* start SUPPLIED MATERIAL *
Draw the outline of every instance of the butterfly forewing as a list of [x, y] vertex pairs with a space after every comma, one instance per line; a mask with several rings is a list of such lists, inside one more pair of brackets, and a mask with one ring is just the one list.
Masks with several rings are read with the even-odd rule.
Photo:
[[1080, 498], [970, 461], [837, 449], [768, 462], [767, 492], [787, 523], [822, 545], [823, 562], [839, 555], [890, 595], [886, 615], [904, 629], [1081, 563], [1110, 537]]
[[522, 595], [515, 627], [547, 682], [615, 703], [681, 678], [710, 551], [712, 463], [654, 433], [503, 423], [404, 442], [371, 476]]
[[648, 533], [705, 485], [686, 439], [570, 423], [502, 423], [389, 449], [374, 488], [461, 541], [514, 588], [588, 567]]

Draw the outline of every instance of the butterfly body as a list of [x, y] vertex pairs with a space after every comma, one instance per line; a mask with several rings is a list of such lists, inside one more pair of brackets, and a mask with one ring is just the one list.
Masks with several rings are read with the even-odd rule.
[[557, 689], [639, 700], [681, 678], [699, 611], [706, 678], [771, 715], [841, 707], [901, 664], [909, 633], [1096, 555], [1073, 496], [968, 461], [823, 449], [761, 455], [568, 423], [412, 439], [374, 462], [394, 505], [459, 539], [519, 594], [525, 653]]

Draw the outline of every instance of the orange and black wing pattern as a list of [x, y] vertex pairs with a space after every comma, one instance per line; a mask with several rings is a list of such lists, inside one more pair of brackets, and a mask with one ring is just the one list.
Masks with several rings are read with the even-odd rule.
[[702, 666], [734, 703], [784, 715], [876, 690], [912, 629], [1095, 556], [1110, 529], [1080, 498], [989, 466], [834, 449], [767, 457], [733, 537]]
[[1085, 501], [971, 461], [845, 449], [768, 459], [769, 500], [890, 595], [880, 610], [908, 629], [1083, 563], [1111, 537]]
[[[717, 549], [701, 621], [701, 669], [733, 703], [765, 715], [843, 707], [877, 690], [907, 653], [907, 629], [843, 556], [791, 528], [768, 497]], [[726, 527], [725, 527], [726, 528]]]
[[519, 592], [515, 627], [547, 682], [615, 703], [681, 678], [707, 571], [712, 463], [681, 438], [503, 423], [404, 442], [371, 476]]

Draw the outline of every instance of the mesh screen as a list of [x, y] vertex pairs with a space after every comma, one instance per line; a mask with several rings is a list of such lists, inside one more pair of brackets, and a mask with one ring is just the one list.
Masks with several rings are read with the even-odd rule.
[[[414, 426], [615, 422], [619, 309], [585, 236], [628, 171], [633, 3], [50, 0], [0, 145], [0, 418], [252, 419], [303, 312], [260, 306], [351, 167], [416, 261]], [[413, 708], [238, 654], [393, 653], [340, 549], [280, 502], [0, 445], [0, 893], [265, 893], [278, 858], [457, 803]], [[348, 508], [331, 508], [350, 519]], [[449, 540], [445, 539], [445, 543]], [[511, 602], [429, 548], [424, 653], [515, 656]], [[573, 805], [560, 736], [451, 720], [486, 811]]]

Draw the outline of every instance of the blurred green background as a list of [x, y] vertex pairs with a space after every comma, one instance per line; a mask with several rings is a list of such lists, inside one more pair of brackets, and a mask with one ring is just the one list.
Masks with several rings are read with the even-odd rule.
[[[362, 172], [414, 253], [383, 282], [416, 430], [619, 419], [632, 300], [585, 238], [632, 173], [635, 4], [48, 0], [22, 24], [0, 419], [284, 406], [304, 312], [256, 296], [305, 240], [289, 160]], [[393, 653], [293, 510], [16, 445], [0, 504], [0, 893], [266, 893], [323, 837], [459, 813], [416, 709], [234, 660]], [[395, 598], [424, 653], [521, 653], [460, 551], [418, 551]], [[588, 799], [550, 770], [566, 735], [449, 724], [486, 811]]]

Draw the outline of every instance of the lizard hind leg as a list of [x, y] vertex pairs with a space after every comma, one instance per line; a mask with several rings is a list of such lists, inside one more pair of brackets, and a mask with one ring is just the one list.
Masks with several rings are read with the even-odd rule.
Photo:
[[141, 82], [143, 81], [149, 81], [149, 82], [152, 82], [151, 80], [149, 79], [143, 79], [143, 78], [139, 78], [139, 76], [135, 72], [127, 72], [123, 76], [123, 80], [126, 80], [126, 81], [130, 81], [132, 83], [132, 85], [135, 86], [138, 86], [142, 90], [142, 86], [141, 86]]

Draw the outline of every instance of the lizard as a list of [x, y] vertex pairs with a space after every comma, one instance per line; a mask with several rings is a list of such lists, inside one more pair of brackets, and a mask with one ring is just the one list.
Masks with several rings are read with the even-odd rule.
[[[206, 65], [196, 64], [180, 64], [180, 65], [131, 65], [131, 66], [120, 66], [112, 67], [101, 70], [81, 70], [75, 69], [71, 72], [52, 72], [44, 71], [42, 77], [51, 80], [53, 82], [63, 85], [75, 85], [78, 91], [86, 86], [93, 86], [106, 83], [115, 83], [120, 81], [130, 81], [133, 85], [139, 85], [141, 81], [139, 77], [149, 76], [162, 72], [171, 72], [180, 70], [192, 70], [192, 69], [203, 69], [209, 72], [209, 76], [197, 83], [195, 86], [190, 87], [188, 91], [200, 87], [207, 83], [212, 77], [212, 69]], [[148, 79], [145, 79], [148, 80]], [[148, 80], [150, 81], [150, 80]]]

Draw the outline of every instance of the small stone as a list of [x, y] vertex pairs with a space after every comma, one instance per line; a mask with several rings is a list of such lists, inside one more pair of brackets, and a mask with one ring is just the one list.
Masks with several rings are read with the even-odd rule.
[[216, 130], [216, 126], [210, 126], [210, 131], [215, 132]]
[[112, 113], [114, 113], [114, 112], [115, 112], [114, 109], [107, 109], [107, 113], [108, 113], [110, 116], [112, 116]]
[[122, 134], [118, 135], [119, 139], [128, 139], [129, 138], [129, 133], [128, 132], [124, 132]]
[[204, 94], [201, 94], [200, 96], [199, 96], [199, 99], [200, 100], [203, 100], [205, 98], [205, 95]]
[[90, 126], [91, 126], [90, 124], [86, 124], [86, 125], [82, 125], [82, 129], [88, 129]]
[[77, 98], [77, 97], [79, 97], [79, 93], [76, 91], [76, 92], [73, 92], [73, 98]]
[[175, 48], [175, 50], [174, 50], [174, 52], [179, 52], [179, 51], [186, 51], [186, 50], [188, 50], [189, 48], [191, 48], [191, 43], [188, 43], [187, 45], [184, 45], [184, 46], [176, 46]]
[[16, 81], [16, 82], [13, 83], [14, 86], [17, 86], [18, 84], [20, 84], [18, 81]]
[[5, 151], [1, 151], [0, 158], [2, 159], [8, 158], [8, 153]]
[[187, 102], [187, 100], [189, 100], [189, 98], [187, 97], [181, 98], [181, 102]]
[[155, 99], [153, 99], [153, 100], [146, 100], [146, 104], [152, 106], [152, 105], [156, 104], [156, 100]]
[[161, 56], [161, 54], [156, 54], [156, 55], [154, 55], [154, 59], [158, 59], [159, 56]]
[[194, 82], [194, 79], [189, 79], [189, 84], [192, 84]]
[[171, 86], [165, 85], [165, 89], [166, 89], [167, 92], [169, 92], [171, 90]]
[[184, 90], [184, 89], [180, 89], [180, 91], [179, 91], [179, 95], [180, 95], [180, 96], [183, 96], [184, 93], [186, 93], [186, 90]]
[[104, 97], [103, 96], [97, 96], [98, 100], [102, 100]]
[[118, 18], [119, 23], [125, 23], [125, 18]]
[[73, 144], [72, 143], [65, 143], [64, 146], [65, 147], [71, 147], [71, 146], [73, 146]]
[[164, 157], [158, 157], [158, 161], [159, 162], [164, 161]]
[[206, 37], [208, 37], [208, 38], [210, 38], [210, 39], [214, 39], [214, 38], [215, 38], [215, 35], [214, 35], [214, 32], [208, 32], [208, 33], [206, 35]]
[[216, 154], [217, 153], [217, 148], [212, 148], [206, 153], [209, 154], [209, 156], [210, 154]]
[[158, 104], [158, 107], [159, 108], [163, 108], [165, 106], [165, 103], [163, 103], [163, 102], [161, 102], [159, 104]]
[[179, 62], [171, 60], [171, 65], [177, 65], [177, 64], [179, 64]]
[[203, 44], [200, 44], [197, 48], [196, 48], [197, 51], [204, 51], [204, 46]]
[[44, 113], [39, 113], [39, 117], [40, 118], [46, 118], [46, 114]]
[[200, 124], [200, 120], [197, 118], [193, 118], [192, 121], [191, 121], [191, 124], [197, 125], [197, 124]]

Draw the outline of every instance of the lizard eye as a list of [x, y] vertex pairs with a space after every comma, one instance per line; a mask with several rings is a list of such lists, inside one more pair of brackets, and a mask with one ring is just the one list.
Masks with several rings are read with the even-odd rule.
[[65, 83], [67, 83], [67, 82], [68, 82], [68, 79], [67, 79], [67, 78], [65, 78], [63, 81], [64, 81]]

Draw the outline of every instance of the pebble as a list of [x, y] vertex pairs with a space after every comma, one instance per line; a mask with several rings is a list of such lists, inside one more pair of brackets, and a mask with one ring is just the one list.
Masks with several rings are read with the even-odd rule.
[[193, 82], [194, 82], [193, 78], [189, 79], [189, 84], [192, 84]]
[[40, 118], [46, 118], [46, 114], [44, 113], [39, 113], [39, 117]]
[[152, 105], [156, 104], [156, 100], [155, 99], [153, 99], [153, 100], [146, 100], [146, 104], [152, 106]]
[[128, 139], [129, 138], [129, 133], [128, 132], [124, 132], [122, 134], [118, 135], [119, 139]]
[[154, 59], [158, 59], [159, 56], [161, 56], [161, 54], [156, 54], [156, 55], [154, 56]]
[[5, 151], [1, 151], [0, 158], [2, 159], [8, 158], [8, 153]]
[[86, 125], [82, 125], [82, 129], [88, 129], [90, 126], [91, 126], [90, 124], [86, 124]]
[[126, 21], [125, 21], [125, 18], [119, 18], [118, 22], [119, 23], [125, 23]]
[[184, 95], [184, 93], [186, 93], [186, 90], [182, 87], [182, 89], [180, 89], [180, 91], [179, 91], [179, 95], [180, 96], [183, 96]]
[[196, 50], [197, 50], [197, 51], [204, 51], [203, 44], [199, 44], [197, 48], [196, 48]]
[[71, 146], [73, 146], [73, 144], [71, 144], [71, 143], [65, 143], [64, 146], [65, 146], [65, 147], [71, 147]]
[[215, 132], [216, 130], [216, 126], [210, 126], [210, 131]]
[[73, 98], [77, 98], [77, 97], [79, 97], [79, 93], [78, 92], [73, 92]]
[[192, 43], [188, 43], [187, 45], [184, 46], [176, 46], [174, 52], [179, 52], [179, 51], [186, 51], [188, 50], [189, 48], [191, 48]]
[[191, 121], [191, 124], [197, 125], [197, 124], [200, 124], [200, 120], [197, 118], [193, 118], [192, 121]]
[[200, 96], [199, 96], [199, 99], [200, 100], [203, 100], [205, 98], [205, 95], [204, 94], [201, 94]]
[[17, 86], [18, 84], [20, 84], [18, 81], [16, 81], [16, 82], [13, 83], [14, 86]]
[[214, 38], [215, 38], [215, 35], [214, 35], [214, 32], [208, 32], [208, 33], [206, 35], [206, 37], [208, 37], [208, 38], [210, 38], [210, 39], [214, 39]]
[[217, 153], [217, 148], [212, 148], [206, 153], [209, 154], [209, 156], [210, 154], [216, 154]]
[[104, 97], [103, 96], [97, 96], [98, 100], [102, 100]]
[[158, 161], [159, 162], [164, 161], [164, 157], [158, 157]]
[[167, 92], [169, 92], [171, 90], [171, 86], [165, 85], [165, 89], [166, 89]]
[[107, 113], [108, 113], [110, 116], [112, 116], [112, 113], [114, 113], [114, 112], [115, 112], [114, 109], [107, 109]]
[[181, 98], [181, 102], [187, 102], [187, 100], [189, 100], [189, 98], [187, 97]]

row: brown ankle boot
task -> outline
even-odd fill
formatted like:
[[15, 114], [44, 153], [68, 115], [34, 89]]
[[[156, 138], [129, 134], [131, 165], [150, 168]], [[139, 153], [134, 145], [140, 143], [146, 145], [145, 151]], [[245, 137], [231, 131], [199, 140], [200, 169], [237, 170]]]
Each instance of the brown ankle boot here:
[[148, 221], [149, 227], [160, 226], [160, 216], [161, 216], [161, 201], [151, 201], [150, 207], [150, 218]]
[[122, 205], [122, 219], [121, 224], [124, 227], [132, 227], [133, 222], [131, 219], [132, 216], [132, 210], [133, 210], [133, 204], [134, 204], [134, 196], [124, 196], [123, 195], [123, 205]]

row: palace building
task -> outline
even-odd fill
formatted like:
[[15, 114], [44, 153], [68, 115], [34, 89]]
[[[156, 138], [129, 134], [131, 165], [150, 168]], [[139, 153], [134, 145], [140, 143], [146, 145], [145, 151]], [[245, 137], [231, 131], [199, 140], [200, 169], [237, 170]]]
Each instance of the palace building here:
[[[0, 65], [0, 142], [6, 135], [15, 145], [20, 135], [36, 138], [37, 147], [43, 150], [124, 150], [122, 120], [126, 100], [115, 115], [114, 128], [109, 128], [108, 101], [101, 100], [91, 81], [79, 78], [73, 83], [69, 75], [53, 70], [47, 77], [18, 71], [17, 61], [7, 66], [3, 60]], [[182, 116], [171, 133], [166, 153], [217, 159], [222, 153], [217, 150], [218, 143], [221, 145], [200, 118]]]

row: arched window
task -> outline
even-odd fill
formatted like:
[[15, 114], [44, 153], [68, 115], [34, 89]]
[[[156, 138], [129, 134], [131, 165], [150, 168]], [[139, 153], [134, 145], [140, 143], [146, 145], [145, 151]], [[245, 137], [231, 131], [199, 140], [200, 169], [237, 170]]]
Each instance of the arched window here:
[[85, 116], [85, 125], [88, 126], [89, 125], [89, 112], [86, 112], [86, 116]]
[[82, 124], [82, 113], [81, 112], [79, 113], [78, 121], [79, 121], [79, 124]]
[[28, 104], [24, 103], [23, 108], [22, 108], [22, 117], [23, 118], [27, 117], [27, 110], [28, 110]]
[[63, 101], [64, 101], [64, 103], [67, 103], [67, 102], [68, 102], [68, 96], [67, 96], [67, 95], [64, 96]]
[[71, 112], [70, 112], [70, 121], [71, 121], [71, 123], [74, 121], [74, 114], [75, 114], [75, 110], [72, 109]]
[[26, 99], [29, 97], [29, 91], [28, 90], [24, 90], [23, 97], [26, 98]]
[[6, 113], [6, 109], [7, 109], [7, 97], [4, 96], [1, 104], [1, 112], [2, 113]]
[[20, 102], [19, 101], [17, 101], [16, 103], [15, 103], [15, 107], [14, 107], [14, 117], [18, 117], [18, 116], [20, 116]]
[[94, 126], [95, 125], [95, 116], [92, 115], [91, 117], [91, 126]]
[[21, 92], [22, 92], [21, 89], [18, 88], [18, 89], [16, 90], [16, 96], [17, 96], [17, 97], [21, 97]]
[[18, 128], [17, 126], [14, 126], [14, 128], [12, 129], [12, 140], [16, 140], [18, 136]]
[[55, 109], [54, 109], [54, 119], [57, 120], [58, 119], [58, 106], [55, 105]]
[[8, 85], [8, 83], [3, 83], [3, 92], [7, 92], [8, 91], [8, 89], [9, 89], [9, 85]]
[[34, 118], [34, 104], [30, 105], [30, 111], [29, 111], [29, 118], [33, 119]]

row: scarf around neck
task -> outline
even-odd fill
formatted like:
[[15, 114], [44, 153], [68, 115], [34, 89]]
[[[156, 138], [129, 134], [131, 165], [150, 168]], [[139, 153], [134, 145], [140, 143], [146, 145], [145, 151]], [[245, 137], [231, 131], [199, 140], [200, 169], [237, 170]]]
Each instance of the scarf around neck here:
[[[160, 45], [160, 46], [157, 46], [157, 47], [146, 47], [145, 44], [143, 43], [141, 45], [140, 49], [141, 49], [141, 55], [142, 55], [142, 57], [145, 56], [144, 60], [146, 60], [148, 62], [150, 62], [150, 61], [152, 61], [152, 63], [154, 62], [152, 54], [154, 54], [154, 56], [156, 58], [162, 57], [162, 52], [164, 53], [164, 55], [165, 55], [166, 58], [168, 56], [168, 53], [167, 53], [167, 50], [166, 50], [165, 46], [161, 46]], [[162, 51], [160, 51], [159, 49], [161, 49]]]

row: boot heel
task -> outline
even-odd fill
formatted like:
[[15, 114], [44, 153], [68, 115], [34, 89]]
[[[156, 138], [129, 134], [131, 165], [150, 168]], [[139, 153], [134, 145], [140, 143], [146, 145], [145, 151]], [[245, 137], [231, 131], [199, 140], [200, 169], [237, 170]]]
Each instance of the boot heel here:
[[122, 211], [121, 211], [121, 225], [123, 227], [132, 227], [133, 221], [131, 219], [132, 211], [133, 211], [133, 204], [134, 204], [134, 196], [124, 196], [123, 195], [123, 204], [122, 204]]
* end SUPPLIED MATERIAL *
▶ [GOAL] Starting at the line that contains "row: boot heel", retype each line through the end of the listing above and nothing else.

▶ [CORRECT OUTPUT]
row: boot heel
task -> outline
even-odd fill
formatted like:
[[15, 114], [44, 153], [68, 115], [34, 89]]
[[[156, 138], [129, 134], [131, 165], [150, 168]], [[139, 153], [134, 145], [140, 143], [146, 145], [145, 151]], [[245, 137], [231, 131], [199, 140], [200, 169], [237, 170]]]
Each instance of the boot heel here:
[[122, 211], [121, 211], [121, 225], [123, 227], [132, 227], [133, 221], [131, 219], [132, 211], [133, 211], [133, 204], [134, 204], [134, 196], [124, 196], [123, 195], [123, 204], [122, 204]]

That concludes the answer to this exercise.